● Activity
Transcribe the records in full; omit images.

● Data for review
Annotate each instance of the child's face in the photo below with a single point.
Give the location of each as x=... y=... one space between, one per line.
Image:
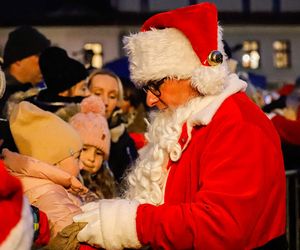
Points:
x=92 y=158
x=71 y=164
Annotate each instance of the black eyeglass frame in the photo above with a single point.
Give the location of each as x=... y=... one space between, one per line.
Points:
x=153 y=87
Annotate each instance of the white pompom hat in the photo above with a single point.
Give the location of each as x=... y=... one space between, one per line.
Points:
x=182 y=43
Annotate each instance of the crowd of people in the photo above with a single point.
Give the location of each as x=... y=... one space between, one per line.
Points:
x=86 y=165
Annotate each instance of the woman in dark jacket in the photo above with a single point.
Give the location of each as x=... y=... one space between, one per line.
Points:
x=123 y=152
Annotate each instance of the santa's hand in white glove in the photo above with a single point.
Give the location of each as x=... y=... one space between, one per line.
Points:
x=111 y=224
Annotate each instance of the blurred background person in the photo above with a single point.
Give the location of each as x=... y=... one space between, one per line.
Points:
x=21 y=65
x=65 y=78
x=123 y=153
x=134 y=109
x=285 y=115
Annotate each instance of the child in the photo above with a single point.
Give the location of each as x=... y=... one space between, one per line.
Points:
x=93 y=129
x=48 y=163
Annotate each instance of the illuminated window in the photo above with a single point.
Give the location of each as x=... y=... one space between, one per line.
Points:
x=251 y=55
x=281 y=54
x=93 y=54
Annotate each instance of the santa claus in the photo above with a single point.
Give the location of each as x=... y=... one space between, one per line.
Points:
x=211 y=175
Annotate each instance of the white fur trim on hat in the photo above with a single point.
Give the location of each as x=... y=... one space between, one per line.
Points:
x=21 y=236
x=156 y=54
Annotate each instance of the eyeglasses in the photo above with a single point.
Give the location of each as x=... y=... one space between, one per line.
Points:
x=153 y=87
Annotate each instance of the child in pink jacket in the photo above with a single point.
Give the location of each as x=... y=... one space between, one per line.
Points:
x=48 y=163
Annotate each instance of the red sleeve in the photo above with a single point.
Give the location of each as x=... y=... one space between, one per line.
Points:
x=86 y=247
x=236 y=198
x=288 y=130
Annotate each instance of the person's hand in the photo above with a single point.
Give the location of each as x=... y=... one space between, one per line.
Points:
x=91 y=233
x=111 y=224
x=76 y=187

● The completed task
Annotate each instance of the child's face in the photo below with a single point.
Give the location of each as x=... y=... one space between, one per line.
Image:
Points:
x=92 y=158
x=71 y=164
Annotate each instance of the black eyeglass frame in the photo above with a single point.
Give the location of each as x=... y=... one space between, one per line.
Points:
x=153 y=87
Annotate each instance of the white pompom hat in the photo above with a single point.
Give the location of each as x=... y=... one space between, one per line.
Points:
x=182 y=43
Annotate each instance of the crowd of people in the photo above with a single point.
Give the location of each as x=... y=... one space between, one per line.
Points:
x=86 y=165
Annotate each instance of the woman in dark jacket in the photo above with a single point.
Give the location of each as x=... y=... one space between, one per line.
Points:
x=123 y=152
Annotate each instance of the santa's hand in white glove in the photo above with a single point.
Give the location of each as x=... y=... one space between, one per line.
Points:
x=111 y=224
Annotate each instance of the blurred background person in the photo above with a single point.
Give the location of each as x=... y=... one space between, one per line.
Points:
x=21 y=65
x=65 y=78
x=123 y=153
x=134 y=109
x=285 y=115
Annotate each instance of the child in the photo above with a single point.
Give the location of each as x=... y=... one space between, one per line.
Points:
x=93 y=129
x=48 y=163
Annotate each instance of the illuminated window in the photo above with a single point.
Give the location of each as x=... y=... one space between, one per line.
Points:
x=251 y=55
x=281 y=54
x=93 y=54
Annotate each instance of the santa claus in the photo above with a single point.
Give the location of each as x=... y=... one space between, one per line.
Points:
x=211 y=175
Annotate each instance of the white fur trim on hat in the photo above with a single point.
Give the location of each as x=... y=... one space between, one per line.
Points:
x=21 y=236
x=156 y=54
Annotate each instance of the eyeglasses in the photo above with a single point.
Give the location of each as x=... y=... one space between, one per line.
Points:
x=153 y=87
Annotate each instance of the child in pink jacket in the photo above with a single point.
Give the location of each as x=... y=... one space between, one per line.
Points:
x=48 y=163
Annotate each instance of the red sleeve in the photo above with a single point.
Give the location of each as x=... y=... one space between, one per line.
Points:
x=86 y=247
x=236 y=198
x=288 y=130
Annotate each instance of the person's hand in the photo above with a single point.
Give the location of each as x=... y=... one space between, one per line.
Points:
x=91 y=233
x=111 y=224
x=76 y=187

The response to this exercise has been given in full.